§ Passage provided:

It is an invasion.   It is getting worse.   It is obvious.   Absolutely no enforcement that I am aware of.   Illegals now know this so they have just come out of the closet so to speak.   It is not just the obvious Latins from south of the border, but many thousands from Asia, Africa, Caribbean, Eastern Europe and elsewhere (western Europe and Middle East).  The elites of course tell us this is humane or ultimately good for the economy and therefore good for all Americans.   This is so absurd.  No one represents us. 


*****The Associated Press By  The Associated Press   
on February 01, 2011 at 3:02 PM, updated February 01, 2011 at 3:03 PM

Matt Rainey/The Star-LedgerRamon Gonzalez Solares, of Ewing, sits inside an interview room at the Elizabeth Detention Center, where he had been detained for 6 weeks, in this August 2010 file photo. The illegal immigrant had been in the U.S. since 1985 working in a diner and as a landscaper. He was facing deportation to his native Guatemala.

The number of illegal immigrants in New Jersey has remained largely steady from 2007 to 2010, but a report released Tuesday shows it remains among the states with the highest percentages of undocumented immigrants overall.

An analysis by the Pew Hispanic Center of recent U.S. Census figures shows about 6 percent of New Jersey's population is made up of illegal immigrants.

With an estimated 550,000 illegal immigrants, New Jersey ranks fifth among the states with the highest illegal immigrant populations, behind New York, Florida, Texas. California is the state with the highest illegal immigrant population.

New Jersey had about 600,000 illegal immigrants in 2007, according to the study, but the range of estimates is such that the decline is not enough to be statistically significant.

§ Records:

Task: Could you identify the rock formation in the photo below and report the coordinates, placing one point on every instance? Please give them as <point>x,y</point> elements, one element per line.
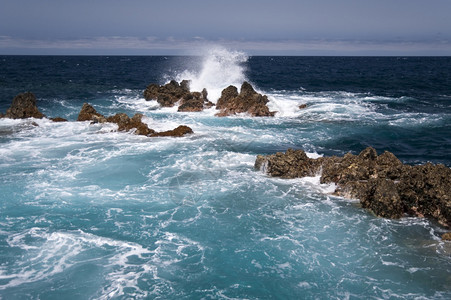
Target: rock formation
<point>23,107</point>
<point>169,94</point>
<point>177,132</point>
<point>88,113</point>
<point>230,103</point>
<point>382,183</point>
<point>195,101</point>
<point>125,123</point>
<point>247,101</point>
<point>58,119</point>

§ Problems and tasks:
- A) From the New Jersey immigration passage, quote the text between "The number of" and "undocumented immigrants overall.", inclusive.
- B) According to the New Jersey immigration passage, which organization analyzed the recent U.S. Census figures?
- C) List every state that the New Jersey immigration passage places ahead of New Jersey in illegal immigrant population.

§ Outputs:
- A)
The number of illegal immigrants in New Jersey has remained largely steady from 2007 to 2010, but a report released Tuesday shows it remains among the states with the highest percentages of undocumented immigrants overall.

- B) The Pew Hispanic Center.

- C) New York, Florida, Texas, California